::: Extrait

La convention collective applicable est celle des commerces de gros du 23 juin 1970.
Le 25 avril 2019, M. [V] [T] a sollicité le versement de la somme de 20 000 euros au titre du préjudice subi dû à la baisse de sa rémunération et de la modification unilatérale de son contrat de travail, suite au retrait d’un client en 2017.
Le 16 mai 2019, la société Jungheinrich a répondu que cette perte de rémunération ne résultait pas du retrait du client, mais « d’une insuffisance prospection et d’un insuffisant suivi des affaires détectées », et que le « retrait d’un client de l’ensemble de son portefeuille ne constitue aucune modification de la structure de la rémunération : celle-ci reste inchangée ».

::::::
::: Données extraites

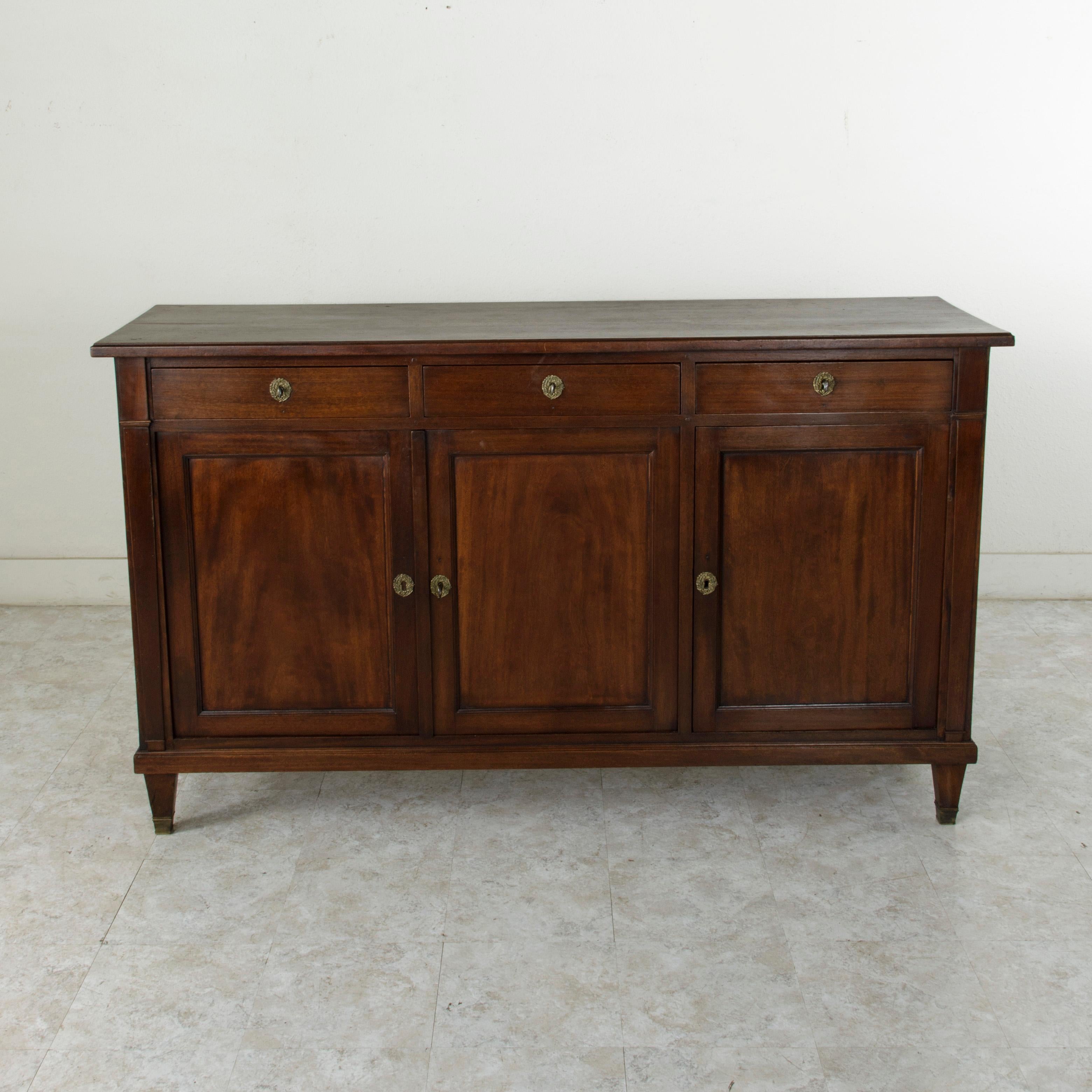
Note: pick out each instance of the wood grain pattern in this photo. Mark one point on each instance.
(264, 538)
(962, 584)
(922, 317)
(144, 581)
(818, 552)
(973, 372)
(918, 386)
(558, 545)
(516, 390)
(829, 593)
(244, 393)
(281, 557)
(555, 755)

::::::

Travail à faire:
• A. D'après l'extrait, quelle convention collective est applicable ?
• B. Recopiez le passage de l'extrait compris entre « Le 25 avril » et « client en 2017. », bornes incluses, en substituant « 15 000 euros » à « 20 000 euros ».

Corrigé:
• A. Celle des commerces de gros du 23 juin 1970.

• B.
Le 25 avril 2019, M. [V] [T] a sollicité le versement de la somme de 15 000 euros au titre du préjudice subi dû à la baisse de sa rémunération et de la modification unilatérale de son contrat de travail, suite au retrait d’un client en 2017.